• **YOUR INSTRUCTIONS**: From the entries below, repeat word for word every line from the one with "kayak paddle, locate" up to and including the one with "[[85, 338]]".

** Start of DATA LISTING **

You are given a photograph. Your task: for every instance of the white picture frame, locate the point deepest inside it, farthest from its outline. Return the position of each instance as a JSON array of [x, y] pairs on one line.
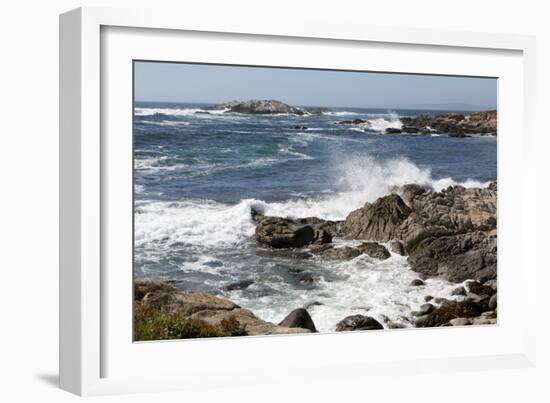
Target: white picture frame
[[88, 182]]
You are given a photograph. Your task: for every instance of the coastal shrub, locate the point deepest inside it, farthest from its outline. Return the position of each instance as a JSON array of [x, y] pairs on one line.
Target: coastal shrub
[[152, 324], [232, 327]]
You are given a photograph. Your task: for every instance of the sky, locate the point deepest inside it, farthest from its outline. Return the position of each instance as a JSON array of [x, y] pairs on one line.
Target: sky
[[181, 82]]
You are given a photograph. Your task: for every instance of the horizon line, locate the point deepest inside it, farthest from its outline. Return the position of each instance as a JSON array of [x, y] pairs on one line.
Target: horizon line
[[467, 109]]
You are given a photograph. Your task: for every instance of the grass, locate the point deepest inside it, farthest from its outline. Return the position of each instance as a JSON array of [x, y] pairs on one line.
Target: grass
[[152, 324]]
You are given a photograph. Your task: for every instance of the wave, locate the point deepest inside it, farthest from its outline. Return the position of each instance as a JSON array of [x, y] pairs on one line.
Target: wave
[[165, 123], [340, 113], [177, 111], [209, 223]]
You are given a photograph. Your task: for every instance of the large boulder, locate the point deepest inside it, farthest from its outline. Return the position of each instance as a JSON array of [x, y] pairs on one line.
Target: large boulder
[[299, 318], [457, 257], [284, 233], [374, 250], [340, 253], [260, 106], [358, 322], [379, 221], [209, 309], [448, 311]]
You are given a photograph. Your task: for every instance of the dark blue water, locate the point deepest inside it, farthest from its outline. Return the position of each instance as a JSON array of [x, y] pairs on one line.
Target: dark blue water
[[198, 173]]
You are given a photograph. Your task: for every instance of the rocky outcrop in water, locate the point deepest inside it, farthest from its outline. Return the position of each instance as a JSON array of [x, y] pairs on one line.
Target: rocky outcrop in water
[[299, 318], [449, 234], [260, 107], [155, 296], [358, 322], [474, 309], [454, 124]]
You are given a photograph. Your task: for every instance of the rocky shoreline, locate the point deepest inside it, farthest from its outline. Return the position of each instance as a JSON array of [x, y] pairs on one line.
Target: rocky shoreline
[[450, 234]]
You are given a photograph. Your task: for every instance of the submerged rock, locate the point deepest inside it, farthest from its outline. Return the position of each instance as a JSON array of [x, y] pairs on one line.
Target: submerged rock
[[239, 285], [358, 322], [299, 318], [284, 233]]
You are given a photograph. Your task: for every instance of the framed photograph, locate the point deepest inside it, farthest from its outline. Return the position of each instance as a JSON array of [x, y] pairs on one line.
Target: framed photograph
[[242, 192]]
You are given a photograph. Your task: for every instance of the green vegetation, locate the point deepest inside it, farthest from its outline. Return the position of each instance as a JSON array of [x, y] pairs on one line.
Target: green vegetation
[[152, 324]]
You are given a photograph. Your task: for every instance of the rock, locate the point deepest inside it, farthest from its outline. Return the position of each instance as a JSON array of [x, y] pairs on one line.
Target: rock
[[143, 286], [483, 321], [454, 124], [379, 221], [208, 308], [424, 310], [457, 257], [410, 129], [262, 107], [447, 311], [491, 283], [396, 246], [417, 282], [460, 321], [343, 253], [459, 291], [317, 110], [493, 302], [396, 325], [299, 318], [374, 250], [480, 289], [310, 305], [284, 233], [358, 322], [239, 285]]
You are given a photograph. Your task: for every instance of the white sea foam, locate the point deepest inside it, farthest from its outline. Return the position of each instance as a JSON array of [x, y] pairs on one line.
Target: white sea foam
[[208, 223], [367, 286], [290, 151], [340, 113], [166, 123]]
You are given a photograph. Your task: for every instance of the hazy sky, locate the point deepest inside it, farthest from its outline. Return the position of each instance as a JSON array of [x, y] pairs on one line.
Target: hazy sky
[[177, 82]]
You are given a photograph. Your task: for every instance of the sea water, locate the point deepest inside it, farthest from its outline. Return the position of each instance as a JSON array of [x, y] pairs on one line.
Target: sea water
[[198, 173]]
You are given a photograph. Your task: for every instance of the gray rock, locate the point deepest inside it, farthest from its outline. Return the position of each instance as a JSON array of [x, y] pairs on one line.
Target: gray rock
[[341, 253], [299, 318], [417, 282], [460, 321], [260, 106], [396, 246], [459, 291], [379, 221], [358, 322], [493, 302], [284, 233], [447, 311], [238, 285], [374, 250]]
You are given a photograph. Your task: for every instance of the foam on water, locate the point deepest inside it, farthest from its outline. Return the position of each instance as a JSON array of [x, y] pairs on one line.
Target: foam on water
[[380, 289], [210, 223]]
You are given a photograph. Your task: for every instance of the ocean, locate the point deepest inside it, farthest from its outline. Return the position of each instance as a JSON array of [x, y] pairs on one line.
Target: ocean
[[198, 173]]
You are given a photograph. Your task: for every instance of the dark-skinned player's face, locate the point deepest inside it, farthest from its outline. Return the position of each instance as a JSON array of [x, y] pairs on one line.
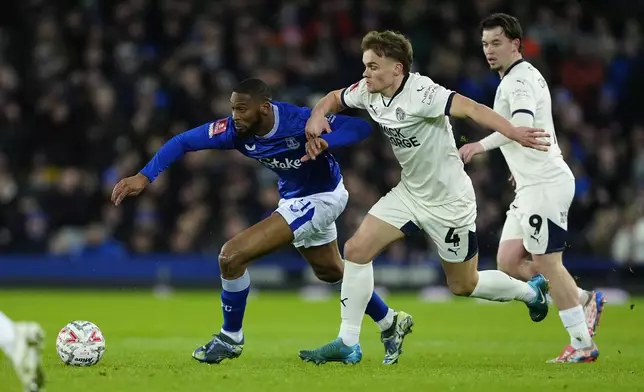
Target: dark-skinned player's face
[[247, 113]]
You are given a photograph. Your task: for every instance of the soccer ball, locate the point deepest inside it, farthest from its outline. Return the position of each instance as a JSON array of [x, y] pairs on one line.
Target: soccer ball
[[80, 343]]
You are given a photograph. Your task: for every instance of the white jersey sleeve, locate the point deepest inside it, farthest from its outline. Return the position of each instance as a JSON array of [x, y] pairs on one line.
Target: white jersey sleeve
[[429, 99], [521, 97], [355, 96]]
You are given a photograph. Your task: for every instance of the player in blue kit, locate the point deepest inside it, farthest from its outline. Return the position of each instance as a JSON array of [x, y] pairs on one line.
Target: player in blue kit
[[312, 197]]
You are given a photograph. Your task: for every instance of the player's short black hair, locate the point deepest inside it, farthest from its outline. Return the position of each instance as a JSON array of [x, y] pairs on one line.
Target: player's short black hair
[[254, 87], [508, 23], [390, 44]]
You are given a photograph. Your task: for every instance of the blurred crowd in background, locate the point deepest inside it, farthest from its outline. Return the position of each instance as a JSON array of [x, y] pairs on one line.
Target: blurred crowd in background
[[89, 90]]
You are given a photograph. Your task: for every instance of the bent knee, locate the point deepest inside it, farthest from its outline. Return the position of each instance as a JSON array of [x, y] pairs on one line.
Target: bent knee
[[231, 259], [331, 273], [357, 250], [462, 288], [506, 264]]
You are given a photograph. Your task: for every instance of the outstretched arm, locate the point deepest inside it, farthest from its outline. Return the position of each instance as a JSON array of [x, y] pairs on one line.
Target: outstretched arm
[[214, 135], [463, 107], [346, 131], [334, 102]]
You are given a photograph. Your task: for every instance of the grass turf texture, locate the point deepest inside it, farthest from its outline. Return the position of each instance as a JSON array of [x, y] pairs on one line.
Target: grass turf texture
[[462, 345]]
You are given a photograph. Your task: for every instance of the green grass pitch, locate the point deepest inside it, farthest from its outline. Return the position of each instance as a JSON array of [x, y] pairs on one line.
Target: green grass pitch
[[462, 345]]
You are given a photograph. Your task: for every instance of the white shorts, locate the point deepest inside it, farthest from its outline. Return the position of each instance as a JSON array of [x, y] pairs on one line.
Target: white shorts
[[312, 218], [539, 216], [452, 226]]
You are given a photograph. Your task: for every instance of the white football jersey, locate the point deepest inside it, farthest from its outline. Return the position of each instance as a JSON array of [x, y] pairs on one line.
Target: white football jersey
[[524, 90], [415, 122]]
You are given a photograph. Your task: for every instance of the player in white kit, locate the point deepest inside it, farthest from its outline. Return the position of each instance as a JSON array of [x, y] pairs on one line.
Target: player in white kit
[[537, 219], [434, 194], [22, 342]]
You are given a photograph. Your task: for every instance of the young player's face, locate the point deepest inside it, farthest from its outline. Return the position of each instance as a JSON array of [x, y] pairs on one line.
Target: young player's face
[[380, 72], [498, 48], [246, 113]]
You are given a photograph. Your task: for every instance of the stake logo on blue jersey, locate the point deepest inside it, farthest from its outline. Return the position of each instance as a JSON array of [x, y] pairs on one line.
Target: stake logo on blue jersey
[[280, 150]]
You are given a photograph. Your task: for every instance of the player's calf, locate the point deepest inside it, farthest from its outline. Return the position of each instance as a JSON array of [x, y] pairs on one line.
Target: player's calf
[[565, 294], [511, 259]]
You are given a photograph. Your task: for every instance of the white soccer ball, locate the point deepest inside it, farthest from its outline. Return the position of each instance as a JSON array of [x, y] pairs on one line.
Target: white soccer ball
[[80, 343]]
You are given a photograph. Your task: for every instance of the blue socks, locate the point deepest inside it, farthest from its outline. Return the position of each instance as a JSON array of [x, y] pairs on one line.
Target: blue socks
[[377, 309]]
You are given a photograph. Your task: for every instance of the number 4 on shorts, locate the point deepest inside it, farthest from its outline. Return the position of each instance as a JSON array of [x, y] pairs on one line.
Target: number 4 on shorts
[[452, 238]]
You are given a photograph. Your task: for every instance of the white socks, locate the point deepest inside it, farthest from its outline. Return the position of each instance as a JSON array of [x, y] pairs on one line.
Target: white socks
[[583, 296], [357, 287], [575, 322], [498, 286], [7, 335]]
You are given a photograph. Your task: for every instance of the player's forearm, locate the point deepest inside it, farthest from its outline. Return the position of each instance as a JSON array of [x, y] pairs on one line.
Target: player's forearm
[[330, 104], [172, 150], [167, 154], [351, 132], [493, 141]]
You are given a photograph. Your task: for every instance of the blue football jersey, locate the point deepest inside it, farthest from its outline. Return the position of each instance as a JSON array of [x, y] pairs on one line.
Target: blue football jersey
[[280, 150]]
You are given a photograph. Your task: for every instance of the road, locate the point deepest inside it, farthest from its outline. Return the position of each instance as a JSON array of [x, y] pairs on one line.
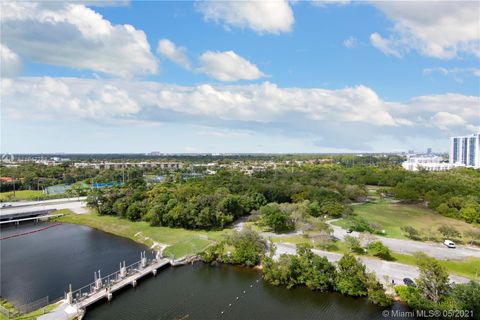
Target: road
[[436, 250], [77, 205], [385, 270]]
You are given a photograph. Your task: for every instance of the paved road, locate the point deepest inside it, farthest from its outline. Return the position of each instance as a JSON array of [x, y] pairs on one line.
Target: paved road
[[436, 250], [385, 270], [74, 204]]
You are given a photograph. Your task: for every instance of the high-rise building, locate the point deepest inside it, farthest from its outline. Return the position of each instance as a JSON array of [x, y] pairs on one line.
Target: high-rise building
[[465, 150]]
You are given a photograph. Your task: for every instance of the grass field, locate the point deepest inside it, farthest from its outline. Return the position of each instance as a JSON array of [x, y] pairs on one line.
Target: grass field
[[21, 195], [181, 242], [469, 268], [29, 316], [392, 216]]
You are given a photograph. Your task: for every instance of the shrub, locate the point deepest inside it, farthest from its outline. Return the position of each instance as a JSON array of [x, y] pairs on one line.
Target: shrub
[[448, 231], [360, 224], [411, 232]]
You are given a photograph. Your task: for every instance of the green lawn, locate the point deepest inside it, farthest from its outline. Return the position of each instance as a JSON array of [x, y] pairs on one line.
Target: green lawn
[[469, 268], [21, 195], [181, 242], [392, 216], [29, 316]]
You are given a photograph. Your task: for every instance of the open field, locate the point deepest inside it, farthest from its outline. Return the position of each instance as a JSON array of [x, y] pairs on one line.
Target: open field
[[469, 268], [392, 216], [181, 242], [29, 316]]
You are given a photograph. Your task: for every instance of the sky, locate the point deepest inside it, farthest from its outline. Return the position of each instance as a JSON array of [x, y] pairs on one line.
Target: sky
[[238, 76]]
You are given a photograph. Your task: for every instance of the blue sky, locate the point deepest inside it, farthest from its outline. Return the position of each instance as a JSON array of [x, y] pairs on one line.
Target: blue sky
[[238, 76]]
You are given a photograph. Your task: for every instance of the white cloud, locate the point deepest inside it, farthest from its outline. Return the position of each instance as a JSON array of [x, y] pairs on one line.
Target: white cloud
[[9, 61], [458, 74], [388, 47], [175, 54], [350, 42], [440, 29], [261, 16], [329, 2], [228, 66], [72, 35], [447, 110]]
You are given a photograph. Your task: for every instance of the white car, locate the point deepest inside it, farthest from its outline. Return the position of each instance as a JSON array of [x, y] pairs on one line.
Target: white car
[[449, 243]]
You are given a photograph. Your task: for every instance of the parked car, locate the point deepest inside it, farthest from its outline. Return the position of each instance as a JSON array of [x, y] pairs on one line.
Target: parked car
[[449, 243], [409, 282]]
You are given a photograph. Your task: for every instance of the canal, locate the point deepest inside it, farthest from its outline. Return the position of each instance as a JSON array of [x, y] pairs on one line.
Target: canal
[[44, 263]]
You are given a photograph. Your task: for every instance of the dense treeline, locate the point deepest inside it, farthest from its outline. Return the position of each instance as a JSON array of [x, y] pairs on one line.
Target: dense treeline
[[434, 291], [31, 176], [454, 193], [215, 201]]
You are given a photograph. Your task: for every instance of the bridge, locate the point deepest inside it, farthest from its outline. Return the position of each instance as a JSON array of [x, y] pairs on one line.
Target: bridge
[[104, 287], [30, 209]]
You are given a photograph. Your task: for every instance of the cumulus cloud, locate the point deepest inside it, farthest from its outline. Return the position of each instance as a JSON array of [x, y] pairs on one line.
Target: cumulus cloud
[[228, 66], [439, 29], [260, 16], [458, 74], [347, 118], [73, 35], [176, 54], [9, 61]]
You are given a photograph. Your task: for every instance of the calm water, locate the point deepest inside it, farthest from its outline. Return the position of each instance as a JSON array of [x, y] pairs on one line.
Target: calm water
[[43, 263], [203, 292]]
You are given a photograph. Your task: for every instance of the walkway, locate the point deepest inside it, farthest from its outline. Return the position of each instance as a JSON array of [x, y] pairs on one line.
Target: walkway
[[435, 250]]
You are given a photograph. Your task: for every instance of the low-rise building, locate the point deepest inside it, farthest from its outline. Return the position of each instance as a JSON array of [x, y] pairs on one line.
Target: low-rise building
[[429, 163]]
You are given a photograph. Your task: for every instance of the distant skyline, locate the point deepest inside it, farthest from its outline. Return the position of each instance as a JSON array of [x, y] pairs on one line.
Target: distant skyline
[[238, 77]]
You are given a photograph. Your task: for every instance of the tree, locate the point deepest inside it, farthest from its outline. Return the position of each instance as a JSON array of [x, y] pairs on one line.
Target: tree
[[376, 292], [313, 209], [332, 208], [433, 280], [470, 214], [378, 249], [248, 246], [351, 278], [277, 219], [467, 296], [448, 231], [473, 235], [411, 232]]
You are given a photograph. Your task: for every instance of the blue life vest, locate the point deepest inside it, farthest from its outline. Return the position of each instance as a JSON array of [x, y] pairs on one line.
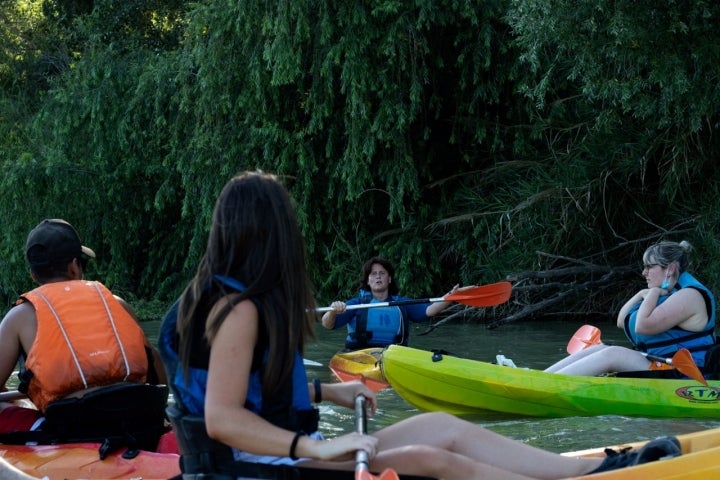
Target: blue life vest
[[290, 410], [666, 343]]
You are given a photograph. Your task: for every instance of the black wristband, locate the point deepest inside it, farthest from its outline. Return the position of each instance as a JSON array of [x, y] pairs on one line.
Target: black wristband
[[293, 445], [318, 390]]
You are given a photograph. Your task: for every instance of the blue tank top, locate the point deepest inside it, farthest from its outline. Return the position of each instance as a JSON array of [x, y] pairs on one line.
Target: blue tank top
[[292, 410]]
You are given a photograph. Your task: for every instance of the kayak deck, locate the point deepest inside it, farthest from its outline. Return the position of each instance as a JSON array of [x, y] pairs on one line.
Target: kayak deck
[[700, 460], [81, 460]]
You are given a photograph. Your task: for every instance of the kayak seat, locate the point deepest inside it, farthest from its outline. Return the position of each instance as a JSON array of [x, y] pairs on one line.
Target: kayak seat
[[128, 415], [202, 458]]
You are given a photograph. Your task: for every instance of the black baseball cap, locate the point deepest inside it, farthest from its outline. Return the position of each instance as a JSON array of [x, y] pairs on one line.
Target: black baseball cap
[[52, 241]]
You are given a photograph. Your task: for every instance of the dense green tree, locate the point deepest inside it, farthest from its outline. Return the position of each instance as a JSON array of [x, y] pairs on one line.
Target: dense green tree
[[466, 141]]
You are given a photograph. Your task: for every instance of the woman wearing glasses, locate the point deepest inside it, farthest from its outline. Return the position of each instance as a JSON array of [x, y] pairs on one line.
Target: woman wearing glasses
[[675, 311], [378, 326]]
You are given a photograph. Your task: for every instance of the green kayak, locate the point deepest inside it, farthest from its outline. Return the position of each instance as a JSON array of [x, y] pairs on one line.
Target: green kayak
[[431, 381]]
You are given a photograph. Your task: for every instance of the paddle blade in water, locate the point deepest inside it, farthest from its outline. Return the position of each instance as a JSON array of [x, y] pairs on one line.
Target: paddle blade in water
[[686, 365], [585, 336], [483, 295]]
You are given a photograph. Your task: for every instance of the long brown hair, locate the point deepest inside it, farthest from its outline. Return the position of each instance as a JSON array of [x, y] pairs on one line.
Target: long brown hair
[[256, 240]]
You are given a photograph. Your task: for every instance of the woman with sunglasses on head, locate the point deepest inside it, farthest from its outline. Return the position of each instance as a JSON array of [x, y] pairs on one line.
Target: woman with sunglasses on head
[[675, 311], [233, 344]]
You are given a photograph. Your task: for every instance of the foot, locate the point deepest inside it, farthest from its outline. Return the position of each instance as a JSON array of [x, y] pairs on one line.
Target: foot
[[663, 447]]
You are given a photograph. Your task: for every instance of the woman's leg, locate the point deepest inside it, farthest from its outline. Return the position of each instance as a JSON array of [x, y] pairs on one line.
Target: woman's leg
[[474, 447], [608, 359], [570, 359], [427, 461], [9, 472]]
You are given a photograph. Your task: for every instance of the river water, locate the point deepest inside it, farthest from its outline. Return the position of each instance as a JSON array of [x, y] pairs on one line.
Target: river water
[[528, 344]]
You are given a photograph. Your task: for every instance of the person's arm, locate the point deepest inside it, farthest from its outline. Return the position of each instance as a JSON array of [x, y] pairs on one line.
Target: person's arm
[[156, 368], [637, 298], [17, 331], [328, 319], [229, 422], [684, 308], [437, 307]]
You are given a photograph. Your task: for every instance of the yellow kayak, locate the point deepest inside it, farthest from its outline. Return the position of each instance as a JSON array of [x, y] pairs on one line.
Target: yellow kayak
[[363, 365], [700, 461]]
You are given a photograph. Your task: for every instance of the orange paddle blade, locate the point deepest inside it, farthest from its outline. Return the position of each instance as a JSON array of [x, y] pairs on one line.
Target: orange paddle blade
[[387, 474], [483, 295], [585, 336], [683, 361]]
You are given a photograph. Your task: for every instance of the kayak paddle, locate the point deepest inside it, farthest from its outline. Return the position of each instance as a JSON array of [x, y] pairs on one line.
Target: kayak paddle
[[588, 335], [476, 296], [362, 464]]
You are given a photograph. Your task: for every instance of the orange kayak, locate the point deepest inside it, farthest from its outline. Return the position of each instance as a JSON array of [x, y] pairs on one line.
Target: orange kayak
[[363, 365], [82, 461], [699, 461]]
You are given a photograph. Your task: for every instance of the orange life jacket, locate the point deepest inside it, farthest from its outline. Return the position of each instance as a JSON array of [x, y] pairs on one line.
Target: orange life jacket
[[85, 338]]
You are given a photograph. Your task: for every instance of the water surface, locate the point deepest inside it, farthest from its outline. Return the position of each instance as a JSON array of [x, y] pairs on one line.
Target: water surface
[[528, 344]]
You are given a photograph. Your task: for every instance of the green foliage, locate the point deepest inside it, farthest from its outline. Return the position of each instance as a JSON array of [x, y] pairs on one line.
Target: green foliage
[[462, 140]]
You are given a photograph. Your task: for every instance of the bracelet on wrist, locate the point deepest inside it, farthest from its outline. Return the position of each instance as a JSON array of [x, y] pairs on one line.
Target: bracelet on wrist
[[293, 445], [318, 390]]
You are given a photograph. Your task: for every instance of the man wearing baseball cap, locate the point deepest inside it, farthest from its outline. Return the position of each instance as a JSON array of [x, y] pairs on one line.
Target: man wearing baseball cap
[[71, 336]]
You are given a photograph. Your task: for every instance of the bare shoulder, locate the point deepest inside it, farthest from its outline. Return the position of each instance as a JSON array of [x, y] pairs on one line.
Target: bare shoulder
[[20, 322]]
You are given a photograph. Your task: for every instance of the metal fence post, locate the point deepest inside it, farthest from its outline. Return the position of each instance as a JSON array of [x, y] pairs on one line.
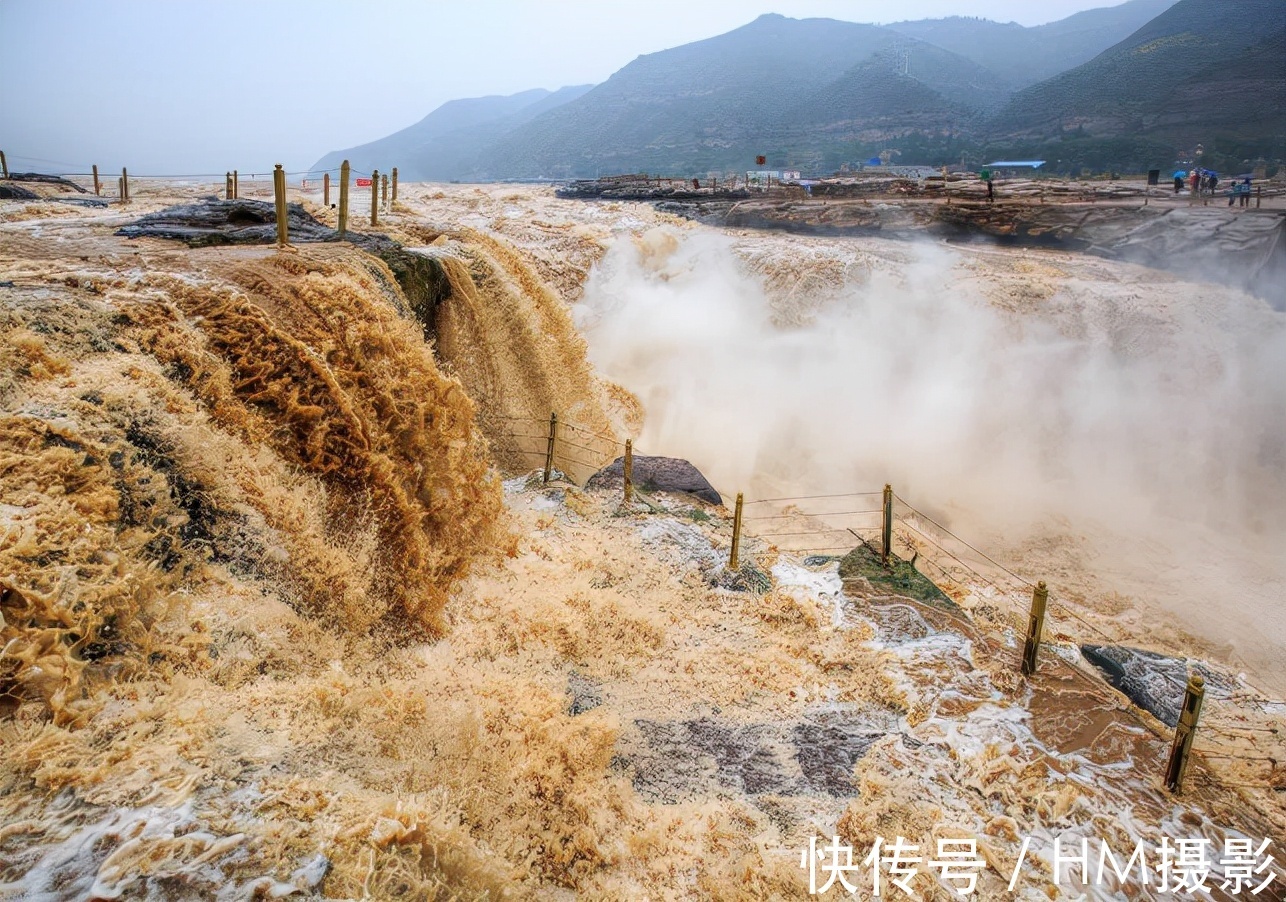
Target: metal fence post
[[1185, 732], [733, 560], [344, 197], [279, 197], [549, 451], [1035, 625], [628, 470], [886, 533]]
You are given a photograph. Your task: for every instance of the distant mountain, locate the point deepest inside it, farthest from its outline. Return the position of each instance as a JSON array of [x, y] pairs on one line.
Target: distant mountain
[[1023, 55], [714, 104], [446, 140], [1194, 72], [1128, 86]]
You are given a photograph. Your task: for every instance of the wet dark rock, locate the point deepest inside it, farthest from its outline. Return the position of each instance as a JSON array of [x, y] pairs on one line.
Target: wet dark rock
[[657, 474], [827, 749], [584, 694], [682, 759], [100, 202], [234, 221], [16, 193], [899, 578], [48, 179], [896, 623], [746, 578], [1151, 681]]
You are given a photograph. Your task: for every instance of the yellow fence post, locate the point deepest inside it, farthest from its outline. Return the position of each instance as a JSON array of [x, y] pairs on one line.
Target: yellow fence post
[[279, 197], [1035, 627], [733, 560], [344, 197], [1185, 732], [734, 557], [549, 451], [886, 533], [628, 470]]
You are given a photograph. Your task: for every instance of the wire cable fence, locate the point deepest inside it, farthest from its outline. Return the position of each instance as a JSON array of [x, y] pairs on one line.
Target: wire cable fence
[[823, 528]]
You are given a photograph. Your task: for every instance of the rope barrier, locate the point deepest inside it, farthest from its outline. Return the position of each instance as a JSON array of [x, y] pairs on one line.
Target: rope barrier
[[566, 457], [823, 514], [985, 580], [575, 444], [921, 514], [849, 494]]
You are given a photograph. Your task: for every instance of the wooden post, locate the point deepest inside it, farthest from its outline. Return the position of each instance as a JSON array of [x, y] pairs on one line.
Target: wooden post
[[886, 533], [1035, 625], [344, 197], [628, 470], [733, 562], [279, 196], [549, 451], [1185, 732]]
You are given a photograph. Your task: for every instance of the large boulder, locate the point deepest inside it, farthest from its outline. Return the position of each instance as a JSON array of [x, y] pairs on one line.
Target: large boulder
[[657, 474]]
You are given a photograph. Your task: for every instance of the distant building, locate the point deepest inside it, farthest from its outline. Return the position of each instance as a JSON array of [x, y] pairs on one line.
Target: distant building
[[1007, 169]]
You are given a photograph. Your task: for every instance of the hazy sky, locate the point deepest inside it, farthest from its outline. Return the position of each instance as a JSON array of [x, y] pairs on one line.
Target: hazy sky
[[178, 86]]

** End of DATA LISTING **

• **EXPECTED ANSWER**:
You are given a photograph. Your task: for every instance of the kayak paddle, locate the point deepest inside it, farthest from its outline. Return the position of each instance as a JSON array of [x, y] pairs on one line.
Target: kayak paddle
[[588, 335], [476, 296], [362, 464]]
You are given a photograph. Your task: for every instance of the orange kayak, locate the point deepest inside it, farthest from its outline. Return the position of each instance as a JSON array of [x, y] pairs on one line.
Target: orange kayak
[[363, 365], [82, 461], [699, 461]]
You are given a photograph. Your task: for every instance of the orange life jacket, locate the point deepest inside it, farthest from its outline. Return the position of each instance as a JSON array of [x, y] pairs on one line.
Target: orange life jacket
[[85, 338]]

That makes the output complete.